**THE EXERCISE:**
Rewrite the lines from the one containing "Please tag the wasp antenna" through the one containing "column 258, row 322", changing "thickest" to "widest" and leaving everything else as it is.

**GIVEN RECORDS:**
+ + + +
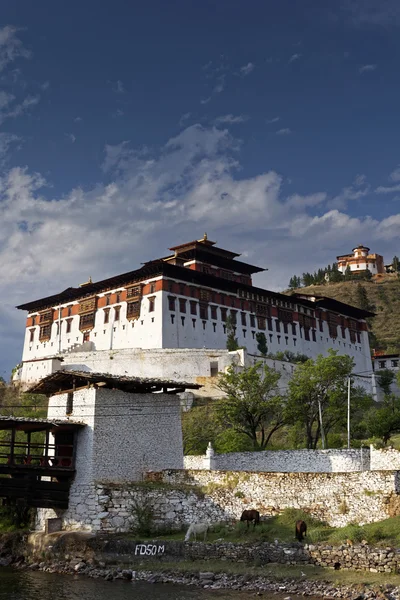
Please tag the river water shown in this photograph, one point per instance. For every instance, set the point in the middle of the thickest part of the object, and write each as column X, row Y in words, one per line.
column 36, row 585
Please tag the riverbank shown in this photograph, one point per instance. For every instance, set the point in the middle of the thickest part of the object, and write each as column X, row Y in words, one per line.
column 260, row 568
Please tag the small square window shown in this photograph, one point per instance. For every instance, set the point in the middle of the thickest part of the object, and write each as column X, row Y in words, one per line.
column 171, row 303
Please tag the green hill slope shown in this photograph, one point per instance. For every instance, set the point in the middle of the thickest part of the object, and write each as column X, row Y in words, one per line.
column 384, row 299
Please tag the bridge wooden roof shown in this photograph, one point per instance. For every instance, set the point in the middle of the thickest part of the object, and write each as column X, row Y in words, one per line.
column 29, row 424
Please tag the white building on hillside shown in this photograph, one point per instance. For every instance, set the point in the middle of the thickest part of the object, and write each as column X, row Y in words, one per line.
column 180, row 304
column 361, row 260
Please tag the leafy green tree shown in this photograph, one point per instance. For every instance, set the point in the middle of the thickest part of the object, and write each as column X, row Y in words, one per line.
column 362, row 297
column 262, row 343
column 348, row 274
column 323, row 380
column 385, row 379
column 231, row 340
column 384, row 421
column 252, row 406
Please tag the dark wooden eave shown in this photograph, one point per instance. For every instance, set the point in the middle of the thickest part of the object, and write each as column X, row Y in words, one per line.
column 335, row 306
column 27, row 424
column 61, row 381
+ + + +
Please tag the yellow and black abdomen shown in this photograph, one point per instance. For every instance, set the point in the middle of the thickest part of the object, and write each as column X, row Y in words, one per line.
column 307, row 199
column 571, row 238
+ + + +
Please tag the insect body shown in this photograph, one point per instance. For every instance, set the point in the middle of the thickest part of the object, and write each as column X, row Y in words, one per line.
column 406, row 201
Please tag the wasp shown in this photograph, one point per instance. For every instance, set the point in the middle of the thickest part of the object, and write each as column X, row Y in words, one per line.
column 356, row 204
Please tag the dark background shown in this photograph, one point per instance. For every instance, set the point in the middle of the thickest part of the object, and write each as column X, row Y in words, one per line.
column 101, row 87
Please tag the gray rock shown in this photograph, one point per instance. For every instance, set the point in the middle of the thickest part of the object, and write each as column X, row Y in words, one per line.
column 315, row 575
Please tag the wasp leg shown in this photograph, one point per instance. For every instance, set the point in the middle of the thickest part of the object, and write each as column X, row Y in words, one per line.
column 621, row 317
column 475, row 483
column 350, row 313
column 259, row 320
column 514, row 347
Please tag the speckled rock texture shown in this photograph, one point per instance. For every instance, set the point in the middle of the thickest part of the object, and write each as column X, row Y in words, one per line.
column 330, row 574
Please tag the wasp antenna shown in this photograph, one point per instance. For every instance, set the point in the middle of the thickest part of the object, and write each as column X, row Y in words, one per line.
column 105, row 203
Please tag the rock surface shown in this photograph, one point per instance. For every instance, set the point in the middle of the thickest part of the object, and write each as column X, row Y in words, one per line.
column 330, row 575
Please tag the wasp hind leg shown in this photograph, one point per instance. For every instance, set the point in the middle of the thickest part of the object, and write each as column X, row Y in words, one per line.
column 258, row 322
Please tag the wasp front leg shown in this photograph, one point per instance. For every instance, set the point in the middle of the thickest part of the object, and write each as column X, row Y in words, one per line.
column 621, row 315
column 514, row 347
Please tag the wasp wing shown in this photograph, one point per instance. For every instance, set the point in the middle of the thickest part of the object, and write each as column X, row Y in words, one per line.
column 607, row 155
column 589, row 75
+ + + +
**ANSWER:**
Please tag the wasp antenna shown in this photograph, one point per instance. For every instance, set the point in the middle of the widest part of the object, and write each as column X, row Y in words, one per line.
column 105, row 203
Please tag the rock surface shown in this photograph, one point per instance. For every instance, set the point in the middle of the widest part of the object, and write each as column X, row Y in words, one per line.
column 330, row 575
Please tag the wasp hind leg shown in this photograph, one point per instance. For every instance, set the point in the middle of the widest part of the object, and write each as column X, row Y in words, one per line.
column 258, row 322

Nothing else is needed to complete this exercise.